▶ _Aim of the exercise_
Answer these questions using the essay about choices and uncertainty:
1. What kind of residents were housed in the building where the writer worked?
2. How many hospital beds did the writer roll outdoors during the alarm?
3. How did the family spend the summer day on the river?

One of life’s ongoing torments is the certainty of uncertainty. Every decision we make comes with at least two, if not multiple choices, often leaving us between the devil and the deep blue sea. Left–right, right–wrong. Once we choose, we never know where the road not taken might have led us. Best Exotic Marigold Hotel, social-climber Jean Ainslie has waited for years to "go left" which, to her, means a first-class seat. In the Second Best Exotic Marigold Hotel, we learn the privilege of going left has not produced the result Mrs. Ainslie desired. However, neither can we determine what the result of a different choice would be.
Two incidents taught me that our choices may often be unexpected.
When I was a young woman, I worked in a state institution for the developmentally disabled. The building I worked in housed bedridden residents. I always thought I would bolt when faced with a crisis.
Then one day the fire alarm sounded. My heart raced as I rolled the first bed through the emergency door. Then I went back for another. Each time I retraced my steps to recover another bed, terror came with me. I rolled at least six of those big hospital beds outdoors to safety, but I’m sure fear was my guide. Relief flooded through me when I learned the event was a fire drill and not an actual fire. My ability to push panic aside and focus on the needs of those under my care surprised me. I was proud.
Yet, as the old saying says, “Pride goeth before a fall.”
Several years later, husband, our two children, and I spent a summer day inner-tubing. As we left the river, my son stumbled on the rocky bottom.. He began flailing in the water, unable to find his footing again.

▶ _Listed entries_
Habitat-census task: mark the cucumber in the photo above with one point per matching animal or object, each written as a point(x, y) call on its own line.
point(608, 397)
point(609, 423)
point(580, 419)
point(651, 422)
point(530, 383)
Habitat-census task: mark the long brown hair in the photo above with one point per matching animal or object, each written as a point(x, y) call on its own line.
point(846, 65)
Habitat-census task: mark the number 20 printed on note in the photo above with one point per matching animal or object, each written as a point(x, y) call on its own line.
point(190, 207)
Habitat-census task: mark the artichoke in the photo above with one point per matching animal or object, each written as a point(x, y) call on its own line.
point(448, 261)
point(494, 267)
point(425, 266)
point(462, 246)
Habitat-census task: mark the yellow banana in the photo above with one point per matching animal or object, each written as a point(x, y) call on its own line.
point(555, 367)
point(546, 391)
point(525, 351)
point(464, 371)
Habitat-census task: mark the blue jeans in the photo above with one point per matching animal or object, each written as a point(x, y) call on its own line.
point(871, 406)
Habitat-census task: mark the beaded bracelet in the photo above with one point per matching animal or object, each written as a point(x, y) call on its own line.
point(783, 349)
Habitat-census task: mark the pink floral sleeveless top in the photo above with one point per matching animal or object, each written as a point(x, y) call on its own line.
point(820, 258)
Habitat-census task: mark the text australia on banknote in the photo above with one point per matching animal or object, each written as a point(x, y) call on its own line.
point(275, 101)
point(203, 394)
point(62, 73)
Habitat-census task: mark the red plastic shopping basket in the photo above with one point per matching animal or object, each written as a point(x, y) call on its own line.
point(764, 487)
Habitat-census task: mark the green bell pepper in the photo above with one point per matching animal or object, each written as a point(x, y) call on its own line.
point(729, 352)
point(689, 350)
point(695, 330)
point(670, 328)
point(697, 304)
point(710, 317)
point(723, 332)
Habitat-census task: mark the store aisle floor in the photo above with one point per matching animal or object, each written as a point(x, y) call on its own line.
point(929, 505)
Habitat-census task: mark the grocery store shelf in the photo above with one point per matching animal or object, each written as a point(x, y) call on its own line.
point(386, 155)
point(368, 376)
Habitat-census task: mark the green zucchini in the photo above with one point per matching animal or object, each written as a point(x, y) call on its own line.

▶ _Answer to this task_
1. Bedridden residents.
2. At least six.
3. Inner-tubing.